● PASSAGE SHOWN
┏━━

This way, the tests will consistently pass without incurring any flakiness if we run them sequentially.
However, if the tests are executed concurrently, there is a possibility of encountering flakiness due to potential race conditions or interference between the tests accessing the shared Redis
instance.
You can actually observe non-deterministic outcomes at each execution if you run the tests in the example with pytest-xdist
, a library that allows for concurrent execution of tests in Python.
One solution to prevent such flakiness due to concurrency within the test is to implement locks to ensure proper isolation of access to shared resources. For example:
import pytest
from product import Product
from redis import Redis
redis = Redis()
class Test:
@pytest.fixture(autouse=True, scope="function")
def setup(self):
# Clean up test data from redis before running tests
lock = redis.lock("redis_lock", timeout=5)
with lock:
redis.delete("product:1:quantity")
yield # Release the lock after the test (teardown)

┗━━

● SUPPLIED INFORMATION
┏━━

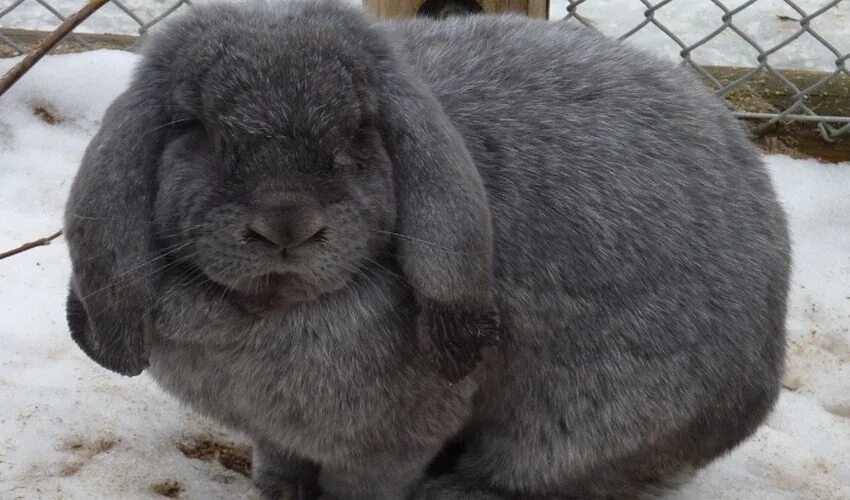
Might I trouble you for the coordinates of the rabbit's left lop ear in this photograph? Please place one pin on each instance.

┗━━

● REQUIRED TASK 1
List every name that the code in the passage on test flakiness brings in through its import statements.
● REQUIRED TASK 2
According to the passage on test flakiness, what library allows tests in Python to run concurrently?
● REQUIRED TASK 3
Reproduce the passage on test flakiness from "You can actually" to "redis = Redis()".

● FULL ANSWER 1
pytest, Product, Redis

● FULL ANSWER 2
pytest-xdist

● FULL ANSWER 3
You can actually observe non-deterministic outcomes at each execution if you run the tests in the example with pytest-xdist
, a library that allows for concurrent execution of tests in Python.
One solution to prevent such flakiness due to concurrency within the test is to implement locks to ensure proper isolation of access to shared resources. For example:
import pytest
from product import Product
from redis import Redis
redis = Redis()